== REQUIRED ACTION ==
Read through the entries below and return each line with the word "above".

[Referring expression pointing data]
☆ ☆ ☆ ☆ ☆ ☆ ☆

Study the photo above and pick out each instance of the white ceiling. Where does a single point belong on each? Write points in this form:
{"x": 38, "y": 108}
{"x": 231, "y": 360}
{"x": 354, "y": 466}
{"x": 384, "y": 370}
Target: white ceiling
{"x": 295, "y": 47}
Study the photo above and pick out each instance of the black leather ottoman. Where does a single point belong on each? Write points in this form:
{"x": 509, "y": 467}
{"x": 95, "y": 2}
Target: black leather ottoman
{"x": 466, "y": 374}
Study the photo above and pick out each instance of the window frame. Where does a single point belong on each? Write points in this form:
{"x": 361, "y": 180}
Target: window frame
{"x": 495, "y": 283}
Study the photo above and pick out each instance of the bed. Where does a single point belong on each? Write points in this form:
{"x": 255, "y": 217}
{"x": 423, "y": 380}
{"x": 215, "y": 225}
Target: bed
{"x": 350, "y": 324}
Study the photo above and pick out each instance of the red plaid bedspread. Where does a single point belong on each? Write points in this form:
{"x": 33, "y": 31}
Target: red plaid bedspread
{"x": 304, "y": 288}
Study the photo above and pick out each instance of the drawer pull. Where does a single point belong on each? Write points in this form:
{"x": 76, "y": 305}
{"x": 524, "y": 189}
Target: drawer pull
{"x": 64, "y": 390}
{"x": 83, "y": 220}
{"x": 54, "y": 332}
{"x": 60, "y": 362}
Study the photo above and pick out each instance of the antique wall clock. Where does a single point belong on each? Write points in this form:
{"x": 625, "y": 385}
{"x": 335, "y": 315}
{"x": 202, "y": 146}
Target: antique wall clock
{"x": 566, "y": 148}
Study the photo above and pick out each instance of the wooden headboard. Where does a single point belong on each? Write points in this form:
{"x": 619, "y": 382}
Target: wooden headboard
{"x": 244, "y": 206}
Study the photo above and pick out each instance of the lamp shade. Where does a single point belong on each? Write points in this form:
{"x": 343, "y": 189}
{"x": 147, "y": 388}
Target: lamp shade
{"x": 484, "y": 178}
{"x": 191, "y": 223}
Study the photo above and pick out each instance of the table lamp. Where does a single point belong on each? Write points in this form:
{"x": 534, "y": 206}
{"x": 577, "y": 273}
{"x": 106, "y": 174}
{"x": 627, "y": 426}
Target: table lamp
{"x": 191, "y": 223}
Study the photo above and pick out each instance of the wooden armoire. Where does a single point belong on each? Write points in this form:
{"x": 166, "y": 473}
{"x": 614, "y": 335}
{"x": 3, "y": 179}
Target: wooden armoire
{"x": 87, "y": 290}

☆ ☆ ☆ ☆ ☆ ☆ ☆

== RESPONSE BELOW ==
Study the photo above and pick out each instance of the white ceiling. Where does a single point belong on each? Write points in this form:
Study the photo above and pick out each instance of the black leather ottoman. Where does a single point belong on each? Write points in this form:
Study the photo above and pick out each instance of the window frame. Where does a single point belong on each? Write points in this form:
Study the photo above and pick out each instance of the bed. Where does a single point belong on each? Write points in this form:
Study the photo above and pick out each instance of the red plaid bedspread. Where does a single point belong on each? Write points in this form:
Study the photo above and pick out each instance of the drawer pull. Where does a single point belong on each? Write points in this form:
Study the photo above and pick out each instance of the antique wall clock. Where does a single point belong on each? Write points in this form:
Study the photo above and pick out each instance of the wooden headboard. Where does a single point belong on each? Write points in this form:
Study the photo above and pick out each instance of the lamp shade. Where does a single point belong on each? Write points in this form:
Study the photo above and pick out each instance of the table lamp. Where does a single point belong on each? Write points in this form:
Study the photo above and pick out each instance of the wooden armoire. Where does a single point belong on each? Write points in this form:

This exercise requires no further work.